--- START OF Page text ---

We’re talking degrees of rudeness. Mine at Konga was no less annoying to whoever sat back of us, unless they were enchanted by snide remarks from a seven-year-old. I'd later grow into rapt attention and lack of patience for ones less considerate. By 1963 and The Haunted Palace, our Liberty was my sanctuary wherein worship of Vincent Price must be conducted in silence. I had gone from boisterous to priggish. Others still sought fun from movies, especially those meant to scare. Ann used to watch Shock Theatre with her brother on Channel 8, Saturday nights. He would boil hot dogs in water that turned a sick pink as they settled into Godzilla vs. The Thing, The Brain That Wouldn’t Die, or Gamera the Invincible. “It was always American-International pictures!” she recalls, as if that were a bad thing. Here then was “text” that invited its consumer to find his/her own meaning, be it regard or disdain. I developed hearty distaste for “camp,” thinking it was mostly peer pressure that caused others to laugh at things I held dear. There was hesitation at sharing favorites with a group. First semester at college saw Channel 36-Charlotte broadcasting the first three Frankensteins on a Friday night. I invited the hall to come in and watch, at least ten showing up, the small room filled. Which way would they tilt? To my delighted surprise, the group sat entranced. All had seen these before and respected them. A moment’s levity came of reaction when Valerie Hobson threw herself across Colin Clive lying prostrate on a bed in The Bride of Frankenstein, one boy's an indelicate observation I’ll not share for propriety’s sake. Suffice to say, the interruption was OK because his remark was really funny.

--- END OF Page text ---

→ **What is required**:
Answer from the passage on watching movies:
1. Which 1963 film does the narrator link with the Liberty?
2. On what channel did Ann watch Shock Theatre with her brother?
3. At least how many people came to the narrator's room to watch the Frankensteins?
The lines that come next aren't needed here.

--- START OF Raw records ---

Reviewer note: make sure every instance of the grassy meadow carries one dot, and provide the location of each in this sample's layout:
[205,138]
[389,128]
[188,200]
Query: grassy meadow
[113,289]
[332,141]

--- END OF Raw records ---

→ **Task response**:
1. The Haunted Palace
2. Channel 8
3. Ten